Texto para revisão

|---|

Marta Sfredo: Fome de aprender

Com uma inesgotável curiosidade pela vida, Marta Sfredo se diz uma apaixonada pelo desconhecido

Marta Sfredo - Reprodução

Tão serena, mas tão divertida. Marta Sfredo pode parecer reservada e retraída, primeira impressão que não dura muito. Logo, a editora de Economia de Zero Hora, de 49 anos, mostra-se mais expansiva. A origem italiana fica clara pela aparência, com sua pele bem branca e olhos azuis - aliás, é quase como se ela falasse através deles. Natural de Sananduva, cidade da região norte do Estado, ela confirma a descendência: "Italiana pelos quatro costados", brinca com o fato de a genealogia vir de avós paternos e maternos.

Filha da dona de casa Odila e do agente de estatística Samuel, que trabalhava no Instituto Brasileiro de Geografia e Estatística (IBGE), ela credita ao pai parte do interesse pela área em que atua. "Minha obsessão por números e gráficos não é gratuita, tem um componente genético", diz, para em seguida lembrar da infância, quando descobriu que a janela da cozinha media, exatamente, três réguas de 30cm. Ao contar a descoberta para o pai, ouviu: "Sim, minha filha, isso se chama multiplicação. Vais aprender sobre isso no colégio". No que a criança respondeu: "Nossa. É fácil assim? Achei que era mais difícil".

Marta passou por assessoria e rádio, atua em jornal e televisão - com um comentário semanal sobre economia no programa TVCOM Tudo+. Apesar da bagagem, garante que o impresso ainda é seu chão.

E o Jornalismo chegou?

Formada pela Fabico, em 1984, Marta está na Zero Hora desde 1992 e sobre as duas décadas faz uma brincadeira: "Se ninguém se arrepender antes, em agosto faço 20 anos de empresa". Antes de assumir como editora de Economia, também atuou em Política, mas é na primeira onde prefere estar. "Sempre gostei de coisa complicada. Parece brincadeira, mas não é. Gosto de me aprofundar, de ir atrás de informações que não estão claras", explica, destacando também que a curiosidade quase inesgotável faz com que se interesse por assuntos que, normalmente, as pessoas acham chatos. Como é o caso da Economia e seus números e siglas. Ser uma espécie de intermediária do leitor com o setor é um prazer para Marta, que compara: "Se as pessoas voltassem metade da atenção que dão para Esportes, para Política e Economia, nosso País seria outro".

|---|

Informações apresentadas
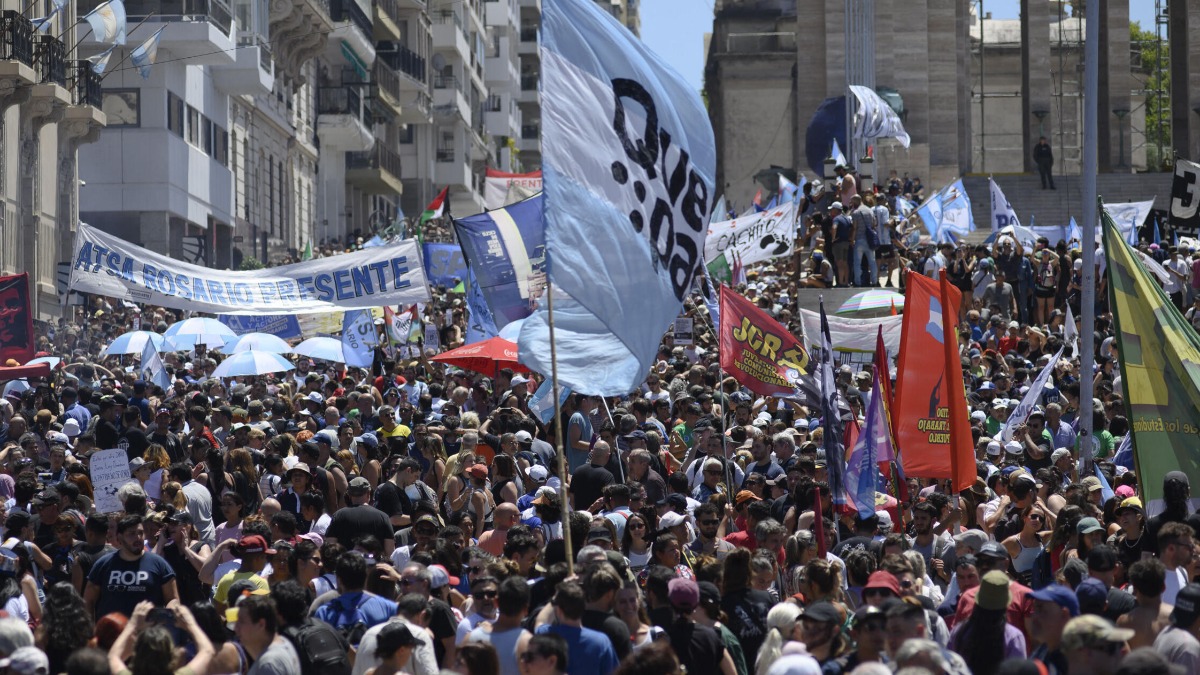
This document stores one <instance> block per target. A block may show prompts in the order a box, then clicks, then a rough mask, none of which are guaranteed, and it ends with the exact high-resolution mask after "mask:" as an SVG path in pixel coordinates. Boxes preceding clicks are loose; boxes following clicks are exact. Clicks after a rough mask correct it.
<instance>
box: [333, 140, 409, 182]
mask: <svg viewBox="0 0 1200 675" xmlns="http://www.w3.org/2000/svg"><path fill="white" fill-rule="evenodd" d="M400 163H401V162H400V155H397V154H395V153H392V151H391V150H389V149H388V148H385V147H384V144H383V143H376V144H374V148H372V149H371V150H368V151H366V153H347V155H346V181H347V183H349V184H350V185H354V186H355V187H358V189H359V190H362V191H364V192H366V193H368V195H400V193H401V192H403V191H404V184H403V183H401V179H400V177H401V166H400Z"/></svg>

|---|

O que fazer
Escreva a continuação do perfil da jornalista Marta Sfredo a partir da última frase mostrada.

Resposta do exercício
A escolha pela área, garante ela, nunca foi planejada, nem mesmo o curso de Jornalismo. Entrou na faculdade para cursar Publicidade, mas conhecer a Comunicação mais de perto a fez se encantar pelo mundo das notícias. "Não escolhi o Jornalismo por acaso, foi mergulhando nesse mundo que acabei descobrindo minha verdadeira vocação", explica. Apesar do breve engano, tem certeza que a vocação sempre esteve mais próxima das palavras do que da criatividade, pois contou com muito incentivo desde criança, quando era rodeada de livros.

Antes de atuar em Zero Hora, passou por um estágio na assessoria de comunicação da Rede Ferroviária Federal, pela produtora de filmes Z Propaganda, pelo jornal A Semana, da região carbonífera - Butiá, São Jerônimo, Arroio dos Ratos -, e pela Rádio Guaíba. Na atual emissora do Grupo Record, trabalhou como produtora do programa Guaíba Revista, apresentado por Lasier Martins, por volta de 1986. Não demorou para acumular atividades com o Correio do Povo, como repórter. Economia? "Não. Cobria a editoria de esporte amador. Era a vaga que tinha e eu precisava começar de alguma forma", recorda, para em seguida registrar que chegou a escrever 14 laudas sobre Vela, um esporte elitista. "Tinha que agregar muita informação. Foi uma ótima escola", reflete.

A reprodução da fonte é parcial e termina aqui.